▶ Record extracts:
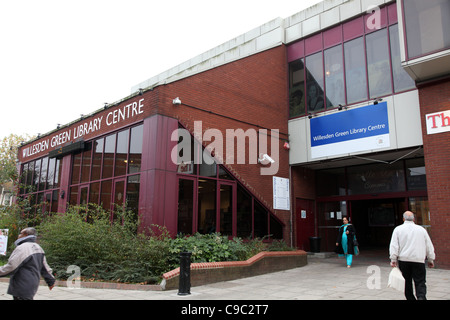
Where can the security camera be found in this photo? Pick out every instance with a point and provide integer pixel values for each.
(265, 158)
(176, 101)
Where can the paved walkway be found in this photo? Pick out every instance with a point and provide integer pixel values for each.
(321, 279)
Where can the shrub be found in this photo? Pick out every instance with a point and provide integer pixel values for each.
(113, 250)
(103, 250)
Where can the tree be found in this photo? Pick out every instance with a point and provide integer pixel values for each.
(8, 157)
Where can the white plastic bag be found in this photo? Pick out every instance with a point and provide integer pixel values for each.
(396, 280)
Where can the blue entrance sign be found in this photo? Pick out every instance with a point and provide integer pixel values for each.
(355, 130)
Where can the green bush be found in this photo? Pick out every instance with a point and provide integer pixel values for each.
(113, 251)
(103, 250)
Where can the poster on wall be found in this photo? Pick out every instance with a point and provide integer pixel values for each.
(3, 241)
(281, 200)
(353, 130)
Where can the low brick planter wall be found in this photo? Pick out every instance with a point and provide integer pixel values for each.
(210, 272)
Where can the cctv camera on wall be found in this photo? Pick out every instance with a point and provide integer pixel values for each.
(265, 159)
(176, 101)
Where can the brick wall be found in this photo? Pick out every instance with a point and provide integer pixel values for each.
(435, 97)
(253, 90)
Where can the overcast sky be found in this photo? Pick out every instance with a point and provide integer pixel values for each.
(60, 58)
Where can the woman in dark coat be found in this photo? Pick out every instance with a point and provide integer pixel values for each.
(345, 241)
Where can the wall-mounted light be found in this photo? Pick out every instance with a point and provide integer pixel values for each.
(176, 101)
(375, 102)
(265, 159)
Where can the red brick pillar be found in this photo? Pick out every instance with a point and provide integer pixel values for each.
(435, 97)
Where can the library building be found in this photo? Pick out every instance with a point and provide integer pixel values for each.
(340, 110)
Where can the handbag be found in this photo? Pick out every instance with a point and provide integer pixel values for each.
(396, 280)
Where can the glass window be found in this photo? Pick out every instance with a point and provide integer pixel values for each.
(132, 197)
(105, 196)
(94, 192)
(244, 214)
(208, 167)
(37, 174)
(402, 80)
(314, 82)
(276, 228)
(86, 163)
(108, 156)
(261, 221)
(355, 70)
(51, 173)
(44, 169)
(370, 179)
(334, 77)
(226, 209)
(97, 159)
(76, 165)
(121, 153)
(330, 182)
(58, 172)
(297, 88)
(415, 174)
(206, 206)
(378, 64)
(419, 205)
(136, 143)
(427, 24)
(185, 206)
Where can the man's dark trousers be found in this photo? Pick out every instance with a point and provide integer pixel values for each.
(414, 271)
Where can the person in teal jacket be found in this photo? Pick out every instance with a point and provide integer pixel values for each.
(25, 266)
(345, 241)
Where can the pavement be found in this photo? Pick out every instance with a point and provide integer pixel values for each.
(325, 277)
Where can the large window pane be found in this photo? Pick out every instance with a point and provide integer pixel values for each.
(206, 206)
(314, 82)
(334, 77)
(185, 206)
(261, 221)
(415, 174)
(86, 163)
(402, 80)
(137, 136)
(44, 169)
(378, 64)
(355, 71)
(37, 174)
(108, 156)
(51, 173)
(332, 182)
(76, 166)
(297, 88)
(132, 198)
(94, 192)
(427, 25)
(122, 153)
(97, 159)
(226, 209)
(105, 196)
(373, 179)
(244, 214)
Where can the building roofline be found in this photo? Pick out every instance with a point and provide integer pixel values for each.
(272, 34)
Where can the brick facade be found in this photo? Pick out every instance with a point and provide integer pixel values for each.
(250, 93)
(435, 97)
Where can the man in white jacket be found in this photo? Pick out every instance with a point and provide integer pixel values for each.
(410, 247)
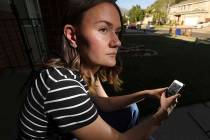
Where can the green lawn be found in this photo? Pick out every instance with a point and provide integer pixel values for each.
(185, 61)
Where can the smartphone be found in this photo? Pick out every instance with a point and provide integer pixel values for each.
(174, 88)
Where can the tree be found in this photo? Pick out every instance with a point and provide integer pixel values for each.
(136, 14)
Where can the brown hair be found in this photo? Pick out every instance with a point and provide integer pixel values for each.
(70, 57)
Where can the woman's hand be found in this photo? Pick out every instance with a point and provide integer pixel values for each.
(166, 106)
(155, 92)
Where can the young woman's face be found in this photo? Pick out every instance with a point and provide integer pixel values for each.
(98, 40)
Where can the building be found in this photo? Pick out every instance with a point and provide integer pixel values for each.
(190, 12)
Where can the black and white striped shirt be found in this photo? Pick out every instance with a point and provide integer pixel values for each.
(58, 100)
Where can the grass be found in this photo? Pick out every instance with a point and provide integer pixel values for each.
(176, 59)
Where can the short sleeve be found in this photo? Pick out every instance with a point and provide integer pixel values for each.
(69, 105)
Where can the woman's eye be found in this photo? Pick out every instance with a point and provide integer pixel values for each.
(103, 30)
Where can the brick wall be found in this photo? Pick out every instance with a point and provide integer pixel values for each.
(52, 12)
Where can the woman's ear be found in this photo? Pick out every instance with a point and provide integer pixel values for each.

▶ Instruction:
Reproduce the stretch from the line containing "Where can the woman's eye" through the end of the data, keeping every line including the requests, and add -8 to each coordinate value in the answers.

▶ Written response:
Where can the woman's eye be found in this photo? Pick out every instance with a point and provide integer pixel values for each.
(95, 22)
Where can the brick wall be found in this photo? Pick out every instance with a point and provide integer pixel values for each.
(44, 4)
Where can the woman's ear be found in this photo? Pick out every instance with a point and provide integer pixel values for each.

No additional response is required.